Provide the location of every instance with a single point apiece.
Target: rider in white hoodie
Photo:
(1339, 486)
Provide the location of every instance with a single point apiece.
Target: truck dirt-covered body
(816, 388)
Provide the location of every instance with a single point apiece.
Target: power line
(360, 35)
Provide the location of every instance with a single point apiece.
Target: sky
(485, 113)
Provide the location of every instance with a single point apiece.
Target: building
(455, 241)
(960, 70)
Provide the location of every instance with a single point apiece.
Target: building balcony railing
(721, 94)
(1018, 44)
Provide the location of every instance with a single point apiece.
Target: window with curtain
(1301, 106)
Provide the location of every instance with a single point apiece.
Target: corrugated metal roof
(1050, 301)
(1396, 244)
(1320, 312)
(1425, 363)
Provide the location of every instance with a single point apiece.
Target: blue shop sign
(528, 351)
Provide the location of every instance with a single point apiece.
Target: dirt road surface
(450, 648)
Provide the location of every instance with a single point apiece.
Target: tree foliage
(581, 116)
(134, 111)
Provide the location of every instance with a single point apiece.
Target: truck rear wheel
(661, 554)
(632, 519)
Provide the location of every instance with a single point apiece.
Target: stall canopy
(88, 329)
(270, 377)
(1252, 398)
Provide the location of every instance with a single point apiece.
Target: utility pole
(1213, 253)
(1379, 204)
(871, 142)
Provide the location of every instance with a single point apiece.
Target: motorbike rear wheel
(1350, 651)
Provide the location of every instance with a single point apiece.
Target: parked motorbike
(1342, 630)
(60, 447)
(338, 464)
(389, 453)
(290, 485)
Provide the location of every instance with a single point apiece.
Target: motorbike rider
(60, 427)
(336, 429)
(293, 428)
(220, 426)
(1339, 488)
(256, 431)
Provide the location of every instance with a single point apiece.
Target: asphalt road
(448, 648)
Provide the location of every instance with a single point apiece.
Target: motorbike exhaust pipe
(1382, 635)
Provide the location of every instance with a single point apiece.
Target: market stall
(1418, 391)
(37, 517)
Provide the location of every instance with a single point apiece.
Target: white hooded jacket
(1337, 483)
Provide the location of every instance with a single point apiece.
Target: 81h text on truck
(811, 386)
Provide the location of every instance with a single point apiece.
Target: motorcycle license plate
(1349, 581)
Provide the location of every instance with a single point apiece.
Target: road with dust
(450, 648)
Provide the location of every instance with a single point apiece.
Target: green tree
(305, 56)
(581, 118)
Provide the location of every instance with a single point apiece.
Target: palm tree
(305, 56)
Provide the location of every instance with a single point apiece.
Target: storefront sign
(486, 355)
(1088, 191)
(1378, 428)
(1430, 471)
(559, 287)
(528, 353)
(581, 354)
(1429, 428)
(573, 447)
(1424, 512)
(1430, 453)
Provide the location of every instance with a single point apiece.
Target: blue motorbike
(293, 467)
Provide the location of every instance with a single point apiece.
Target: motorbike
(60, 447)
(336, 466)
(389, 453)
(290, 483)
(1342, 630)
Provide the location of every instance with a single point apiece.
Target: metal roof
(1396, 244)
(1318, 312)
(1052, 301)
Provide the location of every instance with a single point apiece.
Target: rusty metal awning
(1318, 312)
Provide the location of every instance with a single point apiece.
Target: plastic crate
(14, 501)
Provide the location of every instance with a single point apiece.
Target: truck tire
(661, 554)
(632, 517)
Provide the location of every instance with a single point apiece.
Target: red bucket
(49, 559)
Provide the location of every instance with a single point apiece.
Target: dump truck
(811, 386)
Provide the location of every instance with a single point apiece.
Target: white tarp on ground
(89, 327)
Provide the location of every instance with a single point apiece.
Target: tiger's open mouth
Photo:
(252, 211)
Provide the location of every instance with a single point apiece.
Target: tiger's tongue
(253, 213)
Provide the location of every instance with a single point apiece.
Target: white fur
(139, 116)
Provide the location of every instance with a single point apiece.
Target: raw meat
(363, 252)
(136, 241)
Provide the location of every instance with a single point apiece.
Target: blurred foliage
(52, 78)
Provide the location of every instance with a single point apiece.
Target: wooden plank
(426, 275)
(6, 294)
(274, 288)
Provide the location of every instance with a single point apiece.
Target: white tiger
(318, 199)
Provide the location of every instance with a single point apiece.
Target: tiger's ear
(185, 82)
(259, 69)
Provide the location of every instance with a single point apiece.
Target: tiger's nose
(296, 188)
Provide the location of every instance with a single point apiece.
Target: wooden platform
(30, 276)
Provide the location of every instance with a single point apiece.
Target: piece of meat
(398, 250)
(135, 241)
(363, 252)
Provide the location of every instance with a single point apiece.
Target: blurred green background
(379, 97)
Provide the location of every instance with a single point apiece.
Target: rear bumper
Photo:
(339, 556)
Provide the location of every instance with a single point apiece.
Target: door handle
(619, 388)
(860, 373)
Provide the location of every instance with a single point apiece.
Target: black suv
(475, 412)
◆ ◆ ◆ ◆
• _AIM_
Render every line of the records above as a Markdown table with the columns No. and Line. Number the rows in order and leave out blank lines.

• _RESPONSE FOR THIS EXERCISE_
| No. | Line |
|---|---|
| 1 | Provide the location of every instance with a single point apiece. |
| 2 | Target: rider in white hoodie |
| 3 | Photo: |
| 4 | (1339, 486) |
| 5 | Provide the location of every instance with a single point apiece. |
| 6 | Target: truck dirt-covered body |
| 7 | (816, 388) |
| 8 | Provide the location of every instance with a single point apiece. |
| 9 | Target: power line |
| 10 | (360, 35) |
| 11 | Provide the location of every instance with a single point apiece. |
| 12 | Target: sky |
| 13 | (485, 113) |
| 14 | Provide the location of every instance with a single point apiece. |
| 15 | Target: building |
| 16 | (455, 241) |
| 17 | (960, 70) |
| 18 | Provide the location of every instance with a single point apiece. |
| 19 | Target: building balcony railing |
| 20 | (721, 94) |
| 21 | (1018, 44) |
| 22 | Provide the location of every instance with a single point apiece. |
| 23 | Target: window with curtain |
| 24 | (1301, 106) |
| 25 | Provide the location of every instance with a single point apiece. |
| 26 | Target: corrugated metal roof |
| 27 | (1050, 301) |
| 28 | (1396, 244) |
| 29 | (1320, 312) |
| 30 | (1425, 363) |
| 31 | Provide the location of every instance with a single point apiece. |
| 32 | Target: blue shop sign |
| 33 | (528, 351) |
| 34 | Provide the location of every instance with a single point apiece. |
| 35 | Target: dirt road surface |
| 36 | (450, 648) |
| 37 | Provide the location of every instance with a single point apiece. |
| 38 | Target: tree foliage |
| 39 | (581, 116) |
| 40 | (134, 111) |
| 41 | Provide the location of every instance with a single point apiece. |
| 42 | Target: truck rear wheel |
| 43 | (661, 554) |
| 44 | (632, 519) |
| 45 | Provide the location of every instance with a single point apiece. |
| 46 | Target: stall canopy |
| 47 | (88, 329) |
| 48 | (270, 377) |
| 49 | (1252, 398) |
| 50 | Provide the location of every instance with a single point apiece. |
| 51 | Target: utility pole |
| 52 | (1213, 253) |
| 53 | (1379, 204) |
| 54 | (871, 142) |
| 55 | Provide the location of every instance with a single point apiece. |
| 56 | Target: motorbike rear wheel |
| 57 | (1350, 651) |
| 58 | Provide the location of every instance with a single point apiece. |
| 59 | Target: parked motorbike |
| 60 | (1342, 630) |
| 61 | (60, 447) |
| 62 | (338, 464) |
| 63 | (389, 453) |
| 64 | (290, 485) |
| 65 | Provide the location of every instance with a single point apiece. |
| 66 | Target: motorbike rider |
| 67 | (60, 427) |
| 68 | (336, 429) |
| 69 | (293, 428) |
| 70 | (220, 426) |
| 71 | (1339, 488) |
| 72 | (256, 431) |
| 73 | Provide the location of every instance with a single point apiece. |
| 74 | Target: asphalt road |
| 75 | (448, 648) |
| 76 | Provide the location of every instance with a single point apiece. |
| 77 | Target: motorbike exhaust pipe |
| 78 | (1382, 635) |
| 79 | Provide the location of every instance with a single point apiece. |
| 80 | Target: market stall |
| 81 | (1418, 391) |
| 82 | (37, 517) |
| 83 | Provide the location of every instance with a single point apiece. |
| 84 | Target: white hooded jacket |
| 85 | (1337, 483) |
| 86 | Provide the location of every instance with a single point apiece. |
| 87 | Target: 81h text on truck |
| 88 | (811, 386) |
| 89 | Provide the location of every instance with a single point apiece. |
| 90 | Target: motorcycle license plate |
| 91 | (1349, 581) |
| 92 | Provide the location of every instance with a single point apiece. |
| 93 | Target: road with dust |
| 94 | (450, 648) |
| 95 | Provide the location of every instance with a single point apiece. |
| 96 | Target: green tree |
| 97 | (305, 56) |
| 98 | (581, 118) |
| 99 | Provide the location of every instance with a single point apiece. |
| 100 | Target: palm tree |
| 101 | (305, 56) |
| 102 | Provide the location of every instance with a single point apiece. |
| 103 | Target: storefront sign |
| 104 | (486, 355) |
| 105 | (1088, 191) |
| 106 | (1378, 428) |
| 107 | (1430, 471) |
| 108 | (559, 287) |
| 109 | (528, 353) |
| 110 | (581, 354) |
| 111 | (1429, 428) |
| 112 | (573, 447) |
| 113 | (1424, 512) |
| 114 | (1430, 453) |
| 115 | Provide the location of every instance with a single point apiece. |
| 116 | Target: blue motorbike |
| 117 | (293, 467) |
| 118 | Provide the location of every instance with a single point apiece. |
| 119 | Target: motorbike |
| 120 | (60, 447) |
| 121 | (336, 466) |
| 122 | (389, 453) |
| 123 | (290, 483) |
| 124 | (1342, 630) |
| 125 | Provide the location of every instance with a single point apiece. |
| 126 | Target: metal roof |
| 127 | (1396, 244) |
| 128 | (1318, 312) |
| 129 | (1052, 301) |
| 130 | Provide the location of every instance with a single point apiece. |
| 131 | Target: rusty metal awning |
| 132 | (1318, 312) |
| 133 | Provide the location of every instance with a single point apiece. |
| 134 | Target: plastic crate |
| 135 | (14, 501) |
| 136 | Provide the location of every instance with a single point apiece. |
| 137 | Target: truck tire |
| 138 | (661, 554) |
| 139 | (632, 517) |
| 140 | Provide the location of every instance with a single point apiece. |
| 141 | Target: red bucket |
| 142 | (49, 559) |
| 143 | Provide the location of every instance with a single point apiece. |
| 144 | Target: dump truck |
| 145 | (811, 386) |
| 146 | Provide the location of every instance with a single point apiece. |
| 147 | Target: white tarp on ground |
| 148 | (89, 327) |
| 149 | Provide the location of every instance with a single point apiece. |
| 150 | Target: tiger's open mouth |
| 151 | Photo: |
| 152 | (252, 211) |
| 153 | Provide the location of every instance with a single point apiece. |
| 154 | Target: tiger's tongue |
| 155 | (253, 213) |
| 156 | Provide the location of every instance with a single point apiece. |
| 157 | Target: white fur |
| 158 | (139, 116) |
| 159 | Provide the location of every instance with a single point apiece. |
| 160 | Target: raw meat |
| 161 | (363, 252) |
| 162 | (136, 241) |
| 163 | Provide the location of every instance with a single point apiece. |
| 164 | Target: blurred foliage |
| 165 | (52, 78) |
| 166 | Provide the location of every instance with a single point apiece. |
| 167 | Target: wooden plank |
| 168 | (426, 275) |
| 169 | (6, 294) |
| 170 | (274, 288) |
| 171 | Provide the location of every instance with a single point apiece. |
| 172 | Target: white tiger |
| 173 | (318, 199) |
| 174 | Provide the location of every instance with a single point apiece. |
| 175 | Target: tiger's ear |
| 176 | (185, 82) |
| 177 | (259, 69) |
| 178 | Provide the location of every instance with a single point apiece. |
| 179 | Target: tiger's nose |
| 180 | (296, 188) |
| 181 | Provide the location of every instance with a single point apiece. |
| 182 | Target: wooden platform |
| 183 | (30, 276) |
| 184 | Provide the location of every instance with a single point apiece. |
| 185 | Target: piece of meat |
| 186 | (398, 250) |
| 187 | (135, 241) |
| 188 | (363, 252) |
| 189 | Provide the location of every instance with a single point apiece. |
| 190 | Target: blurred green background |
| 191 | (379, 97) |
| 192 | Provide the location of every instance with a single point apiece. |
| 193 | Target: rear bumper |
| 194 | Photo: |
| 195 | (339, 556) |
| 196 | Provide the location of every instance with a single point apiece. |
| 197 | Target: door handle |
| 198 | (619, 388) |
| 199 | (860, 373) |
| 200 | Provide the location of every instance with a single point apiece. |
| 201 | Target: black suv |
| 202 | (475, 412) |